Identify each line of the material below that contains the string "brown", and copy those lines.

Excerpts from segmentation records
########

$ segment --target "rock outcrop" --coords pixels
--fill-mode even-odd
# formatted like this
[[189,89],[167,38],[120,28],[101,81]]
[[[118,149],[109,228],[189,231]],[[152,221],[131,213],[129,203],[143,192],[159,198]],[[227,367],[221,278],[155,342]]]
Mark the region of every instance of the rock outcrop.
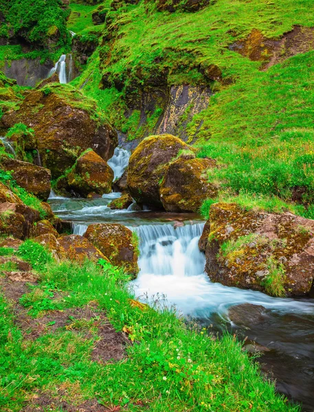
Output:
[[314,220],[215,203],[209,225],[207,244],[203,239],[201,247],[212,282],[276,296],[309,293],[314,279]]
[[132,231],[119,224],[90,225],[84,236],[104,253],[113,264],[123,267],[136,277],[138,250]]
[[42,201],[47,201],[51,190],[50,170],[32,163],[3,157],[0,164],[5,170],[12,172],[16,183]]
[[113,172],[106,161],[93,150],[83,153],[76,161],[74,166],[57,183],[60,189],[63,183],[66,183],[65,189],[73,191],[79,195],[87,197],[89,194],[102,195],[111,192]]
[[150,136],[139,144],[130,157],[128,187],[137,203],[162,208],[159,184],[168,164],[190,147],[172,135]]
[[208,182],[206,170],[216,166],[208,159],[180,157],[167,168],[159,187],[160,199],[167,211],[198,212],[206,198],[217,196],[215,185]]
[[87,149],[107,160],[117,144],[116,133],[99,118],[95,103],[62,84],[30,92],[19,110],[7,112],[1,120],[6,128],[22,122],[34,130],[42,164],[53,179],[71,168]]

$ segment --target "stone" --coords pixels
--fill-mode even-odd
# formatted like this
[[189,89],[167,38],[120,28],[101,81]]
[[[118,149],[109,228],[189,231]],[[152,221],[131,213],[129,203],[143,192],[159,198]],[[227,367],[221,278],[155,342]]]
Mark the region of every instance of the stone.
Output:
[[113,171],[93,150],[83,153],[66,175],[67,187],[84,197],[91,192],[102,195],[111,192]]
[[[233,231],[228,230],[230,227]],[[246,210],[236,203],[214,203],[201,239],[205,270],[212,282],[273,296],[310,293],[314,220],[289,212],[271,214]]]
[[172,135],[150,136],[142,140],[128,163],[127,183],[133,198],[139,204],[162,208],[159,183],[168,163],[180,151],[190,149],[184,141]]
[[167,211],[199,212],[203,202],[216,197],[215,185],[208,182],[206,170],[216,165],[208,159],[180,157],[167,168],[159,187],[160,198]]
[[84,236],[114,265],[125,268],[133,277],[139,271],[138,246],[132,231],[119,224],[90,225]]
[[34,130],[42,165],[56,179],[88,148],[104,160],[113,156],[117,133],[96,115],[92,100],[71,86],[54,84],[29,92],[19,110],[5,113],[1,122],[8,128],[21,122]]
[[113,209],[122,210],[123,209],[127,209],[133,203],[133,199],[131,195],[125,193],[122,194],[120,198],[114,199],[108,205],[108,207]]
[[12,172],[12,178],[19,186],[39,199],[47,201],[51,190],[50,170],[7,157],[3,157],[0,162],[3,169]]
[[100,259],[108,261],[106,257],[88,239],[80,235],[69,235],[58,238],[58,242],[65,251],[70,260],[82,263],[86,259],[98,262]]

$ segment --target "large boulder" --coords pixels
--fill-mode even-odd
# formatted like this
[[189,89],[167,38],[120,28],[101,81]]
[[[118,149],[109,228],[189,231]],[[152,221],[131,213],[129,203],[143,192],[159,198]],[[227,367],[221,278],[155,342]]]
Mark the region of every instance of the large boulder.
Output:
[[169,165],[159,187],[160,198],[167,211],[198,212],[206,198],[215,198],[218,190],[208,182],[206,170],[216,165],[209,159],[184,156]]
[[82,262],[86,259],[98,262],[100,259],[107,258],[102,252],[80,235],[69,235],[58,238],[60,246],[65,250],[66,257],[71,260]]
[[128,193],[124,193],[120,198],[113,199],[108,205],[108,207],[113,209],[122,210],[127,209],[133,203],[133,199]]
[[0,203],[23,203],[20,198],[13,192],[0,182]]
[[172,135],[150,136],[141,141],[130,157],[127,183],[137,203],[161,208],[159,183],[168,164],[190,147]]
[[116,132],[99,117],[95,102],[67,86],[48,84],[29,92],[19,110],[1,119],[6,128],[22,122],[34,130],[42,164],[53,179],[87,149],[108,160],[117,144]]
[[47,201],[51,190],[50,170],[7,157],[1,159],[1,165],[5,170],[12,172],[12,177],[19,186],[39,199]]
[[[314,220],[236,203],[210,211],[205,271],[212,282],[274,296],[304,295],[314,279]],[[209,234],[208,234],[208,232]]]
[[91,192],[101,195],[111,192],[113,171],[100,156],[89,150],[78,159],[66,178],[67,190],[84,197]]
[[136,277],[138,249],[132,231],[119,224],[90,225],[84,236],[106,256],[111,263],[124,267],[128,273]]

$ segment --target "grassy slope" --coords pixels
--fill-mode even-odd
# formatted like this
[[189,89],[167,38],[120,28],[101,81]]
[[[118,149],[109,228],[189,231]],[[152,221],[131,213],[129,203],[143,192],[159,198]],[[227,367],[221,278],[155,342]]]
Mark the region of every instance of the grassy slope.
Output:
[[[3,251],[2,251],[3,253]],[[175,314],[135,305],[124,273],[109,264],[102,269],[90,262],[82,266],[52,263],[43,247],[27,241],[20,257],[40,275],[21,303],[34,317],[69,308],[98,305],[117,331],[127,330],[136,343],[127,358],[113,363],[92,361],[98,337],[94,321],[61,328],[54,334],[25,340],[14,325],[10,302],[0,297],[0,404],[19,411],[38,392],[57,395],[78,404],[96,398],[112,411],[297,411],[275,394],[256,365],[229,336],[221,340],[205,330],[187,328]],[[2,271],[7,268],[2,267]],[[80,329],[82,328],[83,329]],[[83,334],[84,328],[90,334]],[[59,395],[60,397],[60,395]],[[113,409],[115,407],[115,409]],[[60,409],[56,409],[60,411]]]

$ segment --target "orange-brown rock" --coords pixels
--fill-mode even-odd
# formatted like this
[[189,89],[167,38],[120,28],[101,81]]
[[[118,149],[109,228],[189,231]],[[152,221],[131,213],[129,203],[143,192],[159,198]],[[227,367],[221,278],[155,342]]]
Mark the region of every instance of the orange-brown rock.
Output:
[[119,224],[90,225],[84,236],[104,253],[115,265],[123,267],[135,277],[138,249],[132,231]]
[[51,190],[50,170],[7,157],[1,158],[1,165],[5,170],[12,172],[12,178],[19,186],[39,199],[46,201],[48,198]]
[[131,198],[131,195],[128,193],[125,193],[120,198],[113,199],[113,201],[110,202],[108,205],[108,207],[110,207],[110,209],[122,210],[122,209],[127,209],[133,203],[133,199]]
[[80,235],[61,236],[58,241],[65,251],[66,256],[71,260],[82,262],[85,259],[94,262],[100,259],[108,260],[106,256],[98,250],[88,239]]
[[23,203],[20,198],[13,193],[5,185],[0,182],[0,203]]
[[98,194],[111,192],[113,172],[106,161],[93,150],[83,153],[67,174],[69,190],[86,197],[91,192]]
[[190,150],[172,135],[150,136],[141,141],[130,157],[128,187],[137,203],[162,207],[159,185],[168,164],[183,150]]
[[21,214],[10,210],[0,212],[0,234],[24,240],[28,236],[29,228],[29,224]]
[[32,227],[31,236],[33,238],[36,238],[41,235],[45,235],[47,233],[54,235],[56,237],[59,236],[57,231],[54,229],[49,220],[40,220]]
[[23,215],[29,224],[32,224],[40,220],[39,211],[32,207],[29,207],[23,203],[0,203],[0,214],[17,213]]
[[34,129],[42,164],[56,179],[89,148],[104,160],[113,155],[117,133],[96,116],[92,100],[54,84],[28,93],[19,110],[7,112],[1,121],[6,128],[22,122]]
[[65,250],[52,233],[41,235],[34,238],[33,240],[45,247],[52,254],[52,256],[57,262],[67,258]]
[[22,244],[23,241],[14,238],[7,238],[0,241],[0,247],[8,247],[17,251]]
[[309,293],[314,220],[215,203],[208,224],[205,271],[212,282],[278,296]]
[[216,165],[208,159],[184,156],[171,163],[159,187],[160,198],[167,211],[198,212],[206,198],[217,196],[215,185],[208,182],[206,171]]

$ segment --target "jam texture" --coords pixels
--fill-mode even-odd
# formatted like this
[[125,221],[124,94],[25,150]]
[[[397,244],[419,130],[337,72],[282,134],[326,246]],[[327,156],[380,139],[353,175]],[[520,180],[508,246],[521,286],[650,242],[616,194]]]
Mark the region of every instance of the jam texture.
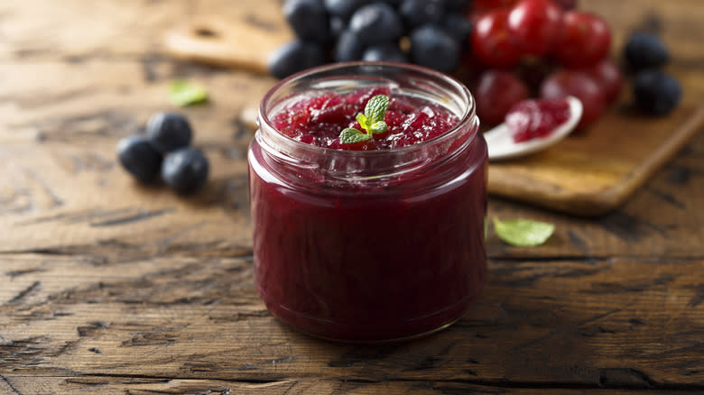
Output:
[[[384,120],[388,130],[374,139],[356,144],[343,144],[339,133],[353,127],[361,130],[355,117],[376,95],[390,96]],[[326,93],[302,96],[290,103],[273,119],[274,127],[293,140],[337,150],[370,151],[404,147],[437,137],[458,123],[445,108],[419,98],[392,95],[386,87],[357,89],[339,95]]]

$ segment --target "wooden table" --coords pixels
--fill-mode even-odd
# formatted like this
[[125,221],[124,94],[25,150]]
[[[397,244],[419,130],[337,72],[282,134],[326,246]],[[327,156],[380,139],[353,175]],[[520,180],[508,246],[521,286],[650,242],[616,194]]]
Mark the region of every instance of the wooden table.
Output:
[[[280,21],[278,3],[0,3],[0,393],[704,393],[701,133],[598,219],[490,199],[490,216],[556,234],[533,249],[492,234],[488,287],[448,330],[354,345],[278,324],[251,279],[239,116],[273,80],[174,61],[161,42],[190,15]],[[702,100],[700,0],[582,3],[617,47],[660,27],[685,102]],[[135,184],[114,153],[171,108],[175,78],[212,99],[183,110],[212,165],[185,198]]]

########

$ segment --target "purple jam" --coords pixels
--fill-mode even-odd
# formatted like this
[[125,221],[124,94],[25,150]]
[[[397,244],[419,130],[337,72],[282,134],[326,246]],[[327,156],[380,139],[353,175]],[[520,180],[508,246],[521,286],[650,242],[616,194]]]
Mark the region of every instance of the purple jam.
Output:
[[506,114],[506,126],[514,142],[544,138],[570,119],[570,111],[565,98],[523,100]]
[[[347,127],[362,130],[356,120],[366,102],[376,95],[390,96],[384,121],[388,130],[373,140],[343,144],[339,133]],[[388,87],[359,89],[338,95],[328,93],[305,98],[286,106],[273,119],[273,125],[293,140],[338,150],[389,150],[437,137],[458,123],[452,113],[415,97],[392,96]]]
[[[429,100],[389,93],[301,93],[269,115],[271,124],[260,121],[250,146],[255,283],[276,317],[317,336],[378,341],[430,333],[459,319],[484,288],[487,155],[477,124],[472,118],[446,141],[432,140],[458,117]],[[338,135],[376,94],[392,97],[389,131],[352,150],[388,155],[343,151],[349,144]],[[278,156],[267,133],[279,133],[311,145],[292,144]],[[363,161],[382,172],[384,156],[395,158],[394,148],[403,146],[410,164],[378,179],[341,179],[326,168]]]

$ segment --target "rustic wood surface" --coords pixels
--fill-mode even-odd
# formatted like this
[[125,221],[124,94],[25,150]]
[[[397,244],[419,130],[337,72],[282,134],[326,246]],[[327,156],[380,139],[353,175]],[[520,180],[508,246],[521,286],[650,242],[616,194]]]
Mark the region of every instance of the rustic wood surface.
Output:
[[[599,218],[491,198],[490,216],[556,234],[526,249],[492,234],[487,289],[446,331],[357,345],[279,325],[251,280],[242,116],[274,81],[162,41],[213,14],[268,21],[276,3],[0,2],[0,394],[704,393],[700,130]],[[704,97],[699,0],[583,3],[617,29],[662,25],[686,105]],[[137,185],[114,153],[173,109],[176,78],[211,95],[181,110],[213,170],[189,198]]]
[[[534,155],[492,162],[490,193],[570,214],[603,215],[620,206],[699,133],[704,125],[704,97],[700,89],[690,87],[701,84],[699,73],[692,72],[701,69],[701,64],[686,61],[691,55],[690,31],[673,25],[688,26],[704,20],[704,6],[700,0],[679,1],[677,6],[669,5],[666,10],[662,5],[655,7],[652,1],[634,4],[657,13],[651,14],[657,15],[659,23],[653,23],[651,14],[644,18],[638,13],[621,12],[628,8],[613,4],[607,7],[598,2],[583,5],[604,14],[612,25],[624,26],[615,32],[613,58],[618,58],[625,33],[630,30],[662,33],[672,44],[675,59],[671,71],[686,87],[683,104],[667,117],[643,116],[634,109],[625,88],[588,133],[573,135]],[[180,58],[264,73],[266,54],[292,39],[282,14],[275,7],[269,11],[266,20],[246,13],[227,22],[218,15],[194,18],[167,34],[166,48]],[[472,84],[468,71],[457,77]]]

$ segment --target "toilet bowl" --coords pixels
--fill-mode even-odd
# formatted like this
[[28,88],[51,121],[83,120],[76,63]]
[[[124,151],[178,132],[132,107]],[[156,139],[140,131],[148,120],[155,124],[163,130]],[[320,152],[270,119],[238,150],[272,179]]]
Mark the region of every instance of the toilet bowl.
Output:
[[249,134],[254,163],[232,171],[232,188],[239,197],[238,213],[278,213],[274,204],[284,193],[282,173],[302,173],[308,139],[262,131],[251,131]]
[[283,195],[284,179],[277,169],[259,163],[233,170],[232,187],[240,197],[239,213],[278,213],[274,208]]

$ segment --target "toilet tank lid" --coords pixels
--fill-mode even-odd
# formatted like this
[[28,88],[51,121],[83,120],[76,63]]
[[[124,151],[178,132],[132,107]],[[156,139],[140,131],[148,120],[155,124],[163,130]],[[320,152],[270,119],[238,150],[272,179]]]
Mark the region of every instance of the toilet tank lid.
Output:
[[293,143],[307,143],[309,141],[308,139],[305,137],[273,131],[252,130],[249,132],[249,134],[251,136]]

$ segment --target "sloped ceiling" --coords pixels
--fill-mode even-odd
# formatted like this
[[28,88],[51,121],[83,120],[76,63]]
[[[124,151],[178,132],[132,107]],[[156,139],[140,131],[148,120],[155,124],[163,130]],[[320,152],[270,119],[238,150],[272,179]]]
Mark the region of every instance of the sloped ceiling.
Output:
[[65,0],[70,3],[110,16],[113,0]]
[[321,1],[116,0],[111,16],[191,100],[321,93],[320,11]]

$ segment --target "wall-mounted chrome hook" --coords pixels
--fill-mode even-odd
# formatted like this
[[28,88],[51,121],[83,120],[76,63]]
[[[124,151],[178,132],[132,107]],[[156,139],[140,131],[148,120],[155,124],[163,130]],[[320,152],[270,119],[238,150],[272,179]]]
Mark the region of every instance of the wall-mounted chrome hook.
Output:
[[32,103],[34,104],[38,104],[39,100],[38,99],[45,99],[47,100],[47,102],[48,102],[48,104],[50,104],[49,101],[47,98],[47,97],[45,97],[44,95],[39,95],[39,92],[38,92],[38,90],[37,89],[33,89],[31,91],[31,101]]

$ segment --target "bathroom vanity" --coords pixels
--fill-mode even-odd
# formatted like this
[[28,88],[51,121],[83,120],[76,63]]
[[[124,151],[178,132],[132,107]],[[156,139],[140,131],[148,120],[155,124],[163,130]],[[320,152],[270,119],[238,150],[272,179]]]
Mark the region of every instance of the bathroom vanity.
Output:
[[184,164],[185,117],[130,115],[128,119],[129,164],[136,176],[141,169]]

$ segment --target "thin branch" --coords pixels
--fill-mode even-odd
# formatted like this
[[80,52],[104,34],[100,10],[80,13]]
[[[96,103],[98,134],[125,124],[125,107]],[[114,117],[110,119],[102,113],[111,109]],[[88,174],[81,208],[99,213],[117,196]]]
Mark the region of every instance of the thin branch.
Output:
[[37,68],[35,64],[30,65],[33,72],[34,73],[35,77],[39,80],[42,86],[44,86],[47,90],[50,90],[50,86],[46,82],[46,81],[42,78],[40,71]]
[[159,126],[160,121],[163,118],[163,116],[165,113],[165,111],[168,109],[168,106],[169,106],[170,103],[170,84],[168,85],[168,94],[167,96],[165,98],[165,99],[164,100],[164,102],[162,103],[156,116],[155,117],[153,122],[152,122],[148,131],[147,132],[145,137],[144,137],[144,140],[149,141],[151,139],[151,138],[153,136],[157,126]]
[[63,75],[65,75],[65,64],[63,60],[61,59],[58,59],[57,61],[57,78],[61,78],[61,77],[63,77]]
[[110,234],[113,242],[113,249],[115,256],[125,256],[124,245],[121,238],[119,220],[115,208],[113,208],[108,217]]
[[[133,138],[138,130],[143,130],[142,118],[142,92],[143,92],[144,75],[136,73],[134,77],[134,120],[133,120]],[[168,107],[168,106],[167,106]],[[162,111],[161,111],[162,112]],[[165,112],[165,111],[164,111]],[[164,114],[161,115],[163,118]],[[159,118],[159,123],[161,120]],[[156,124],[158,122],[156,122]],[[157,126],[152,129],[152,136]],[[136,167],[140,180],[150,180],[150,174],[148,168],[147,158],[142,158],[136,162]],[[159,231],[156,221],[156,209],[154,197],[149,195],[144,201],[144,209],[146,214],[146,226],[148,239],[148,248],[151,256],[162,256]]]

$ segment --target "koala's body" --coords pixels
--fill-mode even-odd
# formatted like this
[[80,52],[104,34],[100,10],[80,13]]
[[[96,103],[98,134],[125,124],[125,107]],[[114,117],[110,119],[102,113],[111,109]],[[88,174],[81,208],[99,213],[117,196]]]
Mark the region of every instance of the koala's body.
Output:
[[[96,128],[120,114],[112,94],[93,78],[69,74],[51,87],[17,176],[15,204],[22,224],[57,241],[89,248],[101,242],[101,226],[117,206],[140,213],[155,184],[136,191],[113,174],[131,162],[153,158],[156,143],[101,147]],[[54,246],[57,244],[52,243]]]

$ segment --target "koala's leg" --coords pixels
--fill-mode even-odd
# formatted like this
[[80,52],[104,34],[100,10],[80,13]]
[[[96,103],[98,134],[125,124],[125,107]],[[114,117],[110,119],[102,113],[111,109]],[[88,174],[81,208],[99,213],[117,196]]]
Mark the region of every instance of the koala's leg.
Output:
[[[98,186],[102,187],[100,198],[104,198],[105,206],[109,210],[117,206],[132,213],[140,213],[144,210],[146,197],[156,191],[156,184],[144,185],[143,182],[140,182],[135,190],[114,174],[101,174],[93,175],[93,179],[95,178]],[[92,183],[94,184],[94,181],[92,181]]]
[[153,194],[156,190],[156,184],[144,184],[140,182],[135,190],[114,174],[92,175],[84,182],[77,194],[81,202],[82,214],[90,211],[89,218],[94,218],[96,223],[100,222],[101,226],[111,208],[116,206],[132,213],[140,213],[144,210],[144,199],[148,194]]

########

* _Response to this task_
$ segment --target "orange-brown rock" --coords pixels
Mark the region of every instance of the orange-brown rock.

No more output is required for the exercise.